Aim of the task — Can you repeat, word for word, the lines in the records below from the line with "Expected: for every instance of the parked" up to and including the line with "x=220 y=382"?

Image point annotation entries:
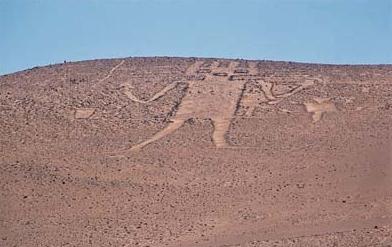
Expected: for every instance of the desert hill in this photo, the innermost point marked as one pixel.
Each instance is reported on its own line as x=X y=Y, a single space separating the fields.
x=196 y=152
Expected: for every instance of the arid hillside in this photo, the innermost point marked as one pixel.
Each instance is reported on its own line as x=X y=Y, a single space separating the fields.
x=196 y=152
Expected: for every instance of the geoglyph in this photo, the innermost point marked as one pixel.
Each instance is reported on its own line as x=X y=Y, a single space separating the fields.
x=216 y=94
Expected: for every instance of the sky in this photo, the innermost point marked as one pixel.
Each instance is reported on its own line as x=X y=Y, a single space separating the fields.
x=41 y=32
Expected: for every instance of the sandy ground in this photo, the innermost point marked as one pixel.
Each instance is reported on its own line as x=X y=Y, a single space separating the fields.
x=196 y=152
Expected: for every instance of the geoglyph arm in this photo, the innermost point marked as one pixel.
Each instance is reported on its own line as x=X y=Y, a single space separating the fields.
x=128 y=92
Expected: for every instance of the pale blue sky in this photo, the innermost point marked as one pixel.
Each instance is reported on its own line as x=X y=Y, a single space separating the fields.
x=41 y=32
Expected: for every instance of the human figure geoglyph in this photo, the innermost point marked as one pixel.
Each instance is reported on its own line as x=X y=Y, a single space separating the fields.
x=214 y=96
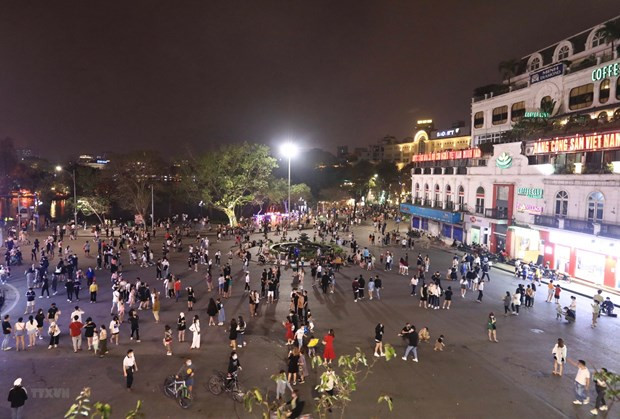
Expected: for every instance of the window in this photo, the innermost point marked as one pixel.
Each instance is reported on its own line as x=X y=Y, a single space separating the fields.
x=478 y=119
x=603 y=91
x=480 y=200
x=581 y=97
x=598 y=39
x=596 y=202
x=500 y=115
x=563 y=53
x=561 y=203
x=517 y=111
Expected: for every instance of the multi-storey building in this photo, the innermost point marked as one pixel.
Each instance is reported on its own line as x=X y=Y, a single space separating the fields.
x=566 y=84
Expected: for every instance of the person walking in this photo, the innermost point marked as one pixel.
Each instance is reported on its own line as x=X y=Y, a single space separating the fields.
x=6 y=332
x=195 y=329
x=492 y=328
x=17 y=398
x=582 y=382
x=379 y=330
x=559 y=357
x=130 y=366
x=75 y=331
x=408 y=332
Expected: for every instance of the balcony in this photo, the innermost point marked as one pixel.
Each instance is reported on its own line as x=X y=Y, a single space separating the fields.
x=496 y=213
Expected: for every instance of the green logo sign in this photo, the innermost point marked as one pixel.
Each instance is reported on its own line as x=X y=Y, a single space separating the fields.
x=504 y=161
x=609 y=70
x=535 y=193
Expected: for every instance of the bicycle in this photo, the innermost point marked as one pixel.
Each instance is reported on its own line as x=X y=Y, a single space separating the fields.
x=177 y=389
x=219 y=382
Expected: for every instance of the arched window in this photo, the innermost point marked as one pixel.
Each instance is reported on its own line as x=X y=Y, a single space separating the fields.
x=561 y=203
x=480 y=200
x=598 y=39
x=596 y=202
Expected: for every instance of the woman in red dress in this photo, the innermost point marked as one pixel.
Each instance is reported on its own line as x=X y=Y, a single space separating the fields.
x=328 y=352
x=290 y=335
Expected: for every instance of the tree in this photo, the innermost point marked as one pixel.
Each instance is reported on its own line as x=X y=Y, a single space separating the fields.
x=232 y=176
x=509 y=69
x=133 y=174
x=611 y=32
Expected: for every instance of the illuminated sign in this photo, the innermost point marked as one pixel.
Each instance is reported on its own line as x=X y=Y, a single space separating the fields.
x=535 y=193
x=537 y=114
x=529 y=208
x=448 y=132
x=547 y=73
x=503 y=161
x=470 y=153
x=578 y=142
x=603 y=72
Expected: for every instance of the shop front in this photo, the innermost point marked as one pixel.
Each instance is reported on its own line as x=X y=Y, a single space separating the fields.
x=587 y=257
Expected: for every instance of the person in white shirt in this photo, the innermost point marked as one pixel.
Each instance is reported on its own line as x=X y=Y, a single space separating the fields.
x=559 y=357
x=129 y=367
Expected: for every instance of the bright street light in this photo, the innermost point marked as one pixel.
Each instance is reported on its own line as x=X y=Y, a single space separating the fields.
x=289 y=150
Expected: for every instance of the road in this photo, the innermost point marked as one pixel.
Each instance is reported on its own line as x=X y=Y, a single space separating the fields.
x=471 y=378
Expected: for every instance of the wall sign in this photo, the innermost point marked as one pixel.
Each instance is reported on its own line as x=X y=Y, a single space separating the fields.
x=503 y=161
x=578 y=142
x=547 y=73
x=470 y=153
x=535 y=193
x=529 y=208
x=603 y=72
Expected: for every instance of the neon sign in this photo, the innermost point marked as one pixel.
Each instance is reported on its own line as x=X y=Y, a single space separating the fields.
x=470 y=153
x=609 y=70
x=578 y=142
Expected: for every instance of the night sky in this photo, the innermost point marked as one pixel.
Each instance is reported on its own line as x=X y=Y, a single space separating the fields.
x=86 y=76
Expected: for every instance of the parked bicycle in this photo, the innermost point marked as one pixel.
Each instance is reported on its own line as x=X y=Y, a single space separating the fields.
x=177 y=389
x=220 y=382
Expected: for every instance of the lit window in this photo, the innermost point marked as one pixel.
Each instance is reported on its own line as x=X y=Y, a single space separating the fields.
x=517 y=111
x=561 y=203
x=581 y=97
x=596 y=202
x=500 y=115
x=478 y=119
x=603 y=92
x=598 y=39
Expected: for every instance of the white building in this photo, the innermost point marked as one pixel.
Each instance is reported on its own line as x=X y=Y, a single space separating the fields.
x=574 y=78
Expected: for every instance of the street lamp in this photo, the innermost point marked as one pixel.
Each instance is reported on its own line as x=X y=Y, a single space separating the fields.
x=289 y=150
x=72 y=173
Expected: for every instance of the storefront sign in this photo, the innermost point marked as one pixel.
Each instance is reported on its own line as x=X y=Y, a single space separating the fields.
x=578 y=142
x=535 y=193
x=503 y=161
x=547 y=73
x=603 y=72
x=470 y=153
x=448 y=132
x=529 y=208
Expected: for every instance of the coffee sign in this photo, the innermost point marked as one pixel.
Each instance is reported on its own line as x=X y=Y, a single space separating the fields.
x=535 y=193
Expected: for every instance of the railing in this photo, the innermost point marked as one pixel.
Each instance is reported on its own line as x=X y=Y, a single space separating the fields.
x=496 y=213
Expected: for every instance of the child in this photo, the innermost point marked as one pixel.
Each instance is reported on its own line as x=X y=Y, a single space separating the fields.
x=439 y=345
x=559 y=312
x=424 y=335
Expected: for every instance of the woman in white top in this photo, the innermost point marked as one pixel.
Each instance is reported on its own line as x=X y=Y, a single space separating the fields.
x=559 y=357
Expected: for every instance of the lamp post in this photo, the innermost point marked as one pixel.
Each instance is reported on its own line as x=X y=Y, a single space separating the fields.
x=72 y=173
x=289 y=150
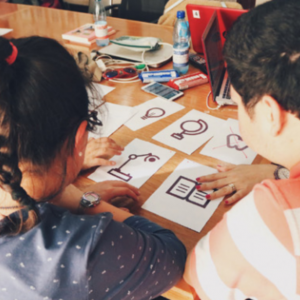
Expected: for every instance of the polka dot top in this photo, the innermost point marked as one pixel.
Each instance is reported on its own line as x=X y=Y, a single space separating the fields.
x=77 y=257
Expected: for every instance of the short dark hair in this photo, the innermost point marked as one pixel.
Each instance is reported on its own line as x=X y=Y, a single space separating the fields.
x=43 y=100
x=262 y=51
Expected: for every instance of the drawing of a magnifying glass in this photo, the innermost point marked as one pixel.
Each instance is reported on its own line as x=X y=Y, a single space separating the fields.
x=191 y=127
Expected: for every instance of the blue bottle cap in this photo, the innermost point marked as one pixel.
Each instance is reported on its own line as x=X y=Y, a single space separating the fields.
x=181 y=14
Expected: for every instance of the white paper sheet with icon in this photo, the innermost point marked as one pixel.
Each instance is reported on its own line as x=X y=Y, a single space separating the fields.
x=190 y=132
x=227 y=145
x=112 y=117
x=152 y=111
x=138 y=162
x=4 y=31
x=178 y=200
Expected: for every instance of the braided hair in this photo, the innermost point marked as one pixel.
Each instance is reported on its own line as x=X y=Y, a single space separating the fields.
x=43 y=100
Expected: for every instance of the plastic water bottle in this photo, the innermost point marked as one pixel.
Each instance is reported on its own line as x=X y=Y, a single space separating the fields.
x=181 y=44
x=100 y=24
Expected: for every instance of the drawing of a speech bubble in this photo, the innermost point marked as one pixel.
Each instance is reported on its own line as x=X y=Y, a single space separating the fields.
x=233 y=142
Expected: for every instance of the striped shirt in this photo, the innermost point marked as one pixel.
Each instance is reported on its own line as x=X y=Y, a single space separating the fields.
x=254 y=252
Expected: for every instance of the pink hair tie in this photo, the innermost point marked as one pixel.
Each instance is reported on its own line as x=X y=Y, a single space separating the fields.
x=11 y=59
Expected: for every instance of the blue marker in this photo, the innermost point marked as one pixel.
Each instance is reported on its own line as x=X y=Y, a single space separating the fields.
x=158 y=76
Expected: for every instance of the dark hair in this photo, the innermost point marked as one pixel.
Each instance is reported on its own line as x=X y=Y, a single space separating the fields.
x=262 y=51
x=43 y=100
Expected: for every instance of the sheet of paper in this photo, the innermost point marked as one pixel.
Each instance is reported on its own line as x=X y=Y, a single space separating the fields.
x=138 y=162
x=190 y=132
x=152 y=111
x=4 y=31
x=228 y=145
x=112 y=117
x=178 y=200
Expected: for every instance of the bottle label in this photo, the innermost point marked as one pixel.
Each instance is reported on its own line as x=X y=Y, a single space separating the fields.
x=101 y=30
x=181 y=56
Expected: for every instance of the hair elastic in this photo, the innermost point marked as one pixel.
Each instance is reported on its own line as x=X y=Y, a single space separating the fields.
x=12 y=58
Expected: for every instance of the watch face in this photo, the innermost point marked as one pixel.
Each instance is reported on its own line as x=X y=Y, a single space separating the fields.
x=283 y=173
x=90 y=199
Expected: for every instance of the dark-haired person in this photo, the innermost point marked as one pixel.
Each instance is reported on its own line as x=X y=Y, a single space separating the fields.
x=254 y=252
x=46 y=252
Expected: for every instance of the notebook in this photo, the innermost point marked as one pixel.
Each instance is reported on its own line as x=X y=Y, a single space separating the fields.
x=218 y=77
x=199 y=16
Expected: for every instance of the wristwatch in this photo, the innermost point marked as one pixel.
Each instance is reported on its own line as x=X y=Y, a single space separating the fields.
x=281 y=173
x=88 y=200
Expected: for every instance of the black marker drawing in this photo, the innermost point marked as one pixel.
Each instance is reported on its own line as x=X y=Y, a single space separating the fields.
x=201 y=126
x=185 y=189
x=154 y=112
x=234 y=141
x=235 y=144
x=126 y=177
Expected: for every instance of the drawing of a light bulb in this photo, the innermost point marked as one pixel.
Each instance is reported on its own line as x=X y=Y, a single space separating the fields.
x=191 y=127
x=126 y=177
x=154 y=112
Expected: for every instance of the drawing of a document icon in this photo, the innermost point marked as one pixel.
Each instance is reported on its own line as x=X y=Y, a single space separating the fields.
x=185 y=189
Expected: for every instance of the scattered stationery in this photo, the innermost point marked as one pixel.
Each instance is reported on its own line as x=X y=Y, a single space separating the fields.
x=190 y=132
x=227 y=145
x=152 y=111
x=178 y=200
x=138 y=162
x=84 y=34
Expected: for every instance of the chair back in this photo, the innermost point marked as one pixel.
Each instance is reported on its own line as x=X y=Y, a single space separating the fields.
x=142 y=10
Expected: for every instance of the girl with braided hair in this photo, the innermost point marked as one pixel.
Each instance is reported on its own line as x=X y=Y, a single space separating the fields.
x=46 y=251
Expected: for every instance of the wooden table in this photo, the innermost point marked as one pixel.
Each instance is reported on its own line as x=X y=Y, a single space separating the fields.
x=31 y=20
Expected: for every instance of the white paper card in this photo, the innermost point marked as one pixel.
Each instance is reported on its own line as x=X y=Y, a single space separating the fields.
x=4 y=31
x=112 y=117
x=178 y=200
x=138 y=162
x=227 y=145
x=190 y=132
x=152 y=111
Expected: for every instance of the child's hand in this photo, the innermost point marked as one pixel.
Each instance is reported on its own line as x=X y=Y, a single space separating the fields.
x=243 y=177
x=99 y=151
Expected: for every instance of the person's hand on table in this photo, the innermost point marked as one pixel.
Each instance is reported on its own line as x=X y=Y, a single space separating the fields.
x=236 y=180
x=99 y=151
x=113 y=188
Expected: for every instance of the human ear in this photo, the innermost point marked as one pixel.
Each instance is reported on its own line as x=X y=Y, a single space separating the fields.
x=81 y=138
x=274 y=115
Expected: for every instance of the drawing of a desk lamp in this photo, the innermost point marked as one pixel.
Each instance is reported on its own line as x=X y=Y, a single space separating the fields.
x=191 y=127
x=126 y=177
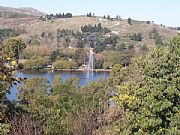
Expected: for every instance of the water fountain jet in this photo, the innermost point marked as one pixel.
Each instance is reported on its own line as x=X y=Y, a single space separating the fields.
x=90 y=65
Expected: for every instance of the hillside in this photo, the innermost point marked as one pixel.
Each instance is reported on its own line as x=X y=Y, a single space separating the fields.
x=113 y=41
x=33 y=26
x=9 y=12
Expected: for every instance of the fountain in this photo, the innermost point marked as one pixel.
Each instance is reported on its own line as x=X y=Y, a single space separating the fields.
x=90 y=65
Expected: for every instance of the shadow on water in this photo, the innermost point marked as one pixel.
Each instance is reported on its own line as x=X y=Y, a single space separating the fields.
x=50 y=75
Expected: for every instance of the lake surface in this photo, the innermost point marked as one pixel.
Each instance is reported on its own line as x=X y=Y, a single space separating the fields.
x=64 y=74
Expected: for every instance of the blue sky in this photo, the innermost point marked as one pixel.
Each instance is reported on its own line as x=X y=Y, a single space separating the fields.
x=160 y=11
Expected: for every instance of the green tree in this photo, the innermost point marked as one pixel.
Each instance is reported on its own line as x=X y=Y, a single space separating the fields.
x=15 y=47
x=7 y=78
x=151 y=103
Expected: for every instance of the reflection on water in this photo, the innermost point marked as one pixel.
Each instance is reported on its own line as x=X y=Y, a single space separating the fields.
x=64 y=74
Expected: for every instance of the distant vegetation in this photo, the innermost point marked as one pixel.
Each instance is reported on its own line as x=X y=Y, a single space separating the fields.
x=142 y=98
x=52 y=16
x=8 y=32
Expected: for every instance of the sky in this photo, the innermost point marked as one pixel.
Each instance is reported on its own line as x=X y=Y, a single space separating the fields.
x=166 y=12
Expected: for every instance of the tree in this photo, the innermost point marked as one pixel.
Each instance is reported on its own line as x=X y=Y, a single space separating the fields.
x=7 y=78
x=151 y=103
x=15 y=46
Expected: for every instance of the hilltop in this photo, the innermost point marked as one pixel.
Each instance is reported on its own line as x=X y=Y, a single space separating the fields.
x=23 y=12
x=114 y=40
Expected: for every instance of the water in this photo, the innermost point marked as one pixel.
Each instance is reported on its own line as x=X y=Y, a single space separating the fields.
x=90 y=65
x=64 y=74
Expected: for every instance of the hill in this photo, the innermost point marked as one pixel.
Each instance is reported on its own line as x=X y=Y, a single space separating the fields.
x=9 y=12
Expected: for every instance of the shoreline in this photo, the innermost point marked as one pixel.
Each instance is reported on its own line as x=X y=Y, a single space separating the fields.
x=69 y=70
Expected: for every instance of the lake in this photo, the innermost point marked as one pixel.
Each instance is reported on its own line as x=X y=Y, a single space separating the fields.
x=50 y=75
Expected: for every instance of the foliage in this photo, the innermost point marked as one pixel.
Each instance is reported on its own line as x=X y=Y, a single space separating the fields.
x=51 y=16
x=61 y=64
x=151 y=103
x=7 y=71
x=34 y=41
x=36 y=63
x=137 y=37
x=7 y=33
x=15 y=46
x=92 y=29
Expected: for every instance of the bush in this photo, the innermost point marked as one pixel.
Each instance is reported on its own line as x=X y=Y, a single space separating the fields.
x=36 y=63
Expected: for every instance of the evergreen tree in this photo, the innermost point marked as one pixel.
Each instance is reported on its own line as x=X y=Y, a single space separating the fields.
x=151 y=104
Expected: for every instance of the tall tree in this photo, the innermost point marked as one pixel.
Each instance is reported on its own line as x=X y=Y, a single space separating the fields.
x=151 y=105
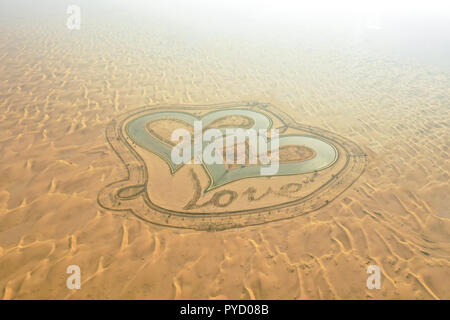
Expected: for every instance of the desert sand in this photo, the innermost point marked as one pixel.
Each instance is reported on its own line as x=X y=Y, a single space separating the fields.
x=60 y=88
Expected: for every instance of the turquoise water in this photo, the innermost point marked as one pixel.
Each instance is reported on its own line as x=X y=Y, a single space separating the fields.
x=326 y=154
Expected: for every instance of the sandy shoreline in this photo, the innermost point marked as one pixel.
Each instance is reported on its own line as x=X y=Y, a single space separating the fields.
x=60 y=89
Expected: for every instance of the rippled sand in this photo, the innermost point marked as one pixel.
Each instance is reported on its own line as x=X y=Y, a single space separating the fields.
x=60 y=88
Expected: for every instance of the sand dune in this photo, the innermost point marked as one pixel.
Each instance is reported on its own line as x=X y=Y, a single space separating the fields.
x=59 y=89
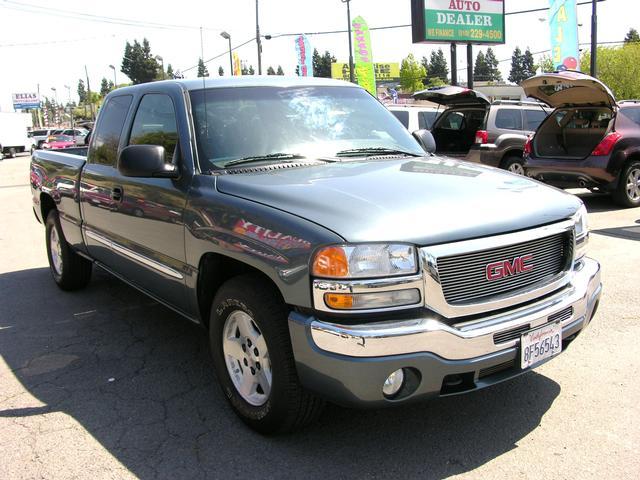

Solution for this problem —
Expected: for every instance of the parked bicycle in this photo, the innermost point marked as one pixel.
Each instance is reported on its own line as x=X y=Y, a single space separating the fields.
x=177 y=389
x=220 y=382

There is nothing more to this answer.